WRITTEN EXERCISE
Please rewrite every line of the records from the line containing "query | rapeseed flower field" through the end of the records, adding 69 to each number in the coordinates.

--- Start of DATA PROVIDED ---

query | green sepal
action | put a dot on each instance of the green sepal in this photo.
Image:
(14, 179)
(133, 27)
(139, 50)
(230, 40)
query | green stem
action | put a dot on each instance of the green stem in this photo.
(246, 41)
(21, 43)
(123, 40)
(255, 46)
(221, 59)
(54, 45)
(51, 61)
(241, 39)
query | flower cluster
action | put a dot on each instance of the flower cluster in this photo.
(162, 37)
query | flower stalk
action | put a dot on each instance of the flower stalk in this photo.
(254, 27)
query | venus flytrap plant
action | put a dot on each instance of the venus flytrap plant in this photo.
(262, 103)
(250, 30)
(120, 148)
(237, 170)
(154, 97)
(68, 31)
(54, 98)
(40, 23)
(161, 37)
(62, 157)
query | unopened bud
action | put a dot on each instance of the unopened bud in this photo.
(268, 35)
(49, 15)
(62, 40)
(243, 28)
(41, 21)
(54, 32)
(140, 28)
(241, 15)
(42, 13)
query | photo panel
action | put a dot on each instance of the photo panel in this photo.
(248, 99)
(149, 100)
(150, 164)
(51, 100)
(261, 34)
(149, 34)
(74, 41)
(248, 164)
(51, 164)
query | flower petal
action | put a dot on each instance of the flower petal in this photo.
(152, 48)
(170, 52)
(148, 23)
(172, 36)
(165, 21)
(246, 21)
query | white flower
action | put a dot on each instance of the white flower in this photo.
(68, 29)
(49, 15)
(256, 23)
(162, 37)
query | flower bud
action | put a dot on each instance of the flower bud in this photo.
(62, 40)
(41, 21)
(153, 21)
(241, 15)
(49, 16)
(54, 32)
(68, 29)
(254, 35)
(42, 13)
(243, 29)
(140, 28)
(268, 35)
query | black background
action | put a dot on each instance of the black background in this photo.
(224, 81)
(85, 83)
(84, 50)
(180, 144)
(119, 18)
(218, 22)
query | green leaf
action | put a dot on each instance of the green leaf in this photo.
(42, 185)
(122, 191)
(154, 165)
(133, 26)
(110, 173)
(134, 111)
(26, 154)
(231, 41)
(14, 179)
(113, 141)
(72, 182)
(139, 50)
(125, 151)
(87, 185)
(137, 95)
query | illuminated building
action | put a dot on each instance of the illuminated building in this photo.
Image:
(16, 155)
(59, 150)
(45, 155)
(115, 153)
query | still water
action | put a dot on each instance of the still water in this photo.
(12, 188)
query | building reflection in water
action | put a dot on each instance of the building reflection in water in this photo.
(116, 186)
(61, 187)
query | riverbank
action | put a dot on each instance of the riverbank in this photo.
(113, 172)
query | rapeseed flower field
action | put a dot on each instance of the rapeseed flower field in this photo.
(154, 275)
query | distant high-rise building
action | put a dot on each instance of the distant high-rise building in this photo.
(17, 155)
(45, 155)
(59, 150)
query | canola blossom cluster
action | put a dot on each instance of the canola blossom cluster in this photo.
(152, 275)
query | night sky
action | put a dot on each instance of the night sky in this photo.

--- End of DATA PROVIDED ---

SOLUTION TO THIS EXERCISE
query | rapeseed flower field
action | put a dot on each instance of the rapeseed flower field in this photo.
(223, 344)
query | distant high-rise building
action | put a dot on each instance of the distant high-rise building in this photo.
(86, 224)
(114, 224)
(128, 219)
query | canola blossom cluster
action | put a dot on each instance of the canola blossom cluster in this photo.
(221, 344)
query | night sky
action | put a dot on each instance of the night sky in this photo.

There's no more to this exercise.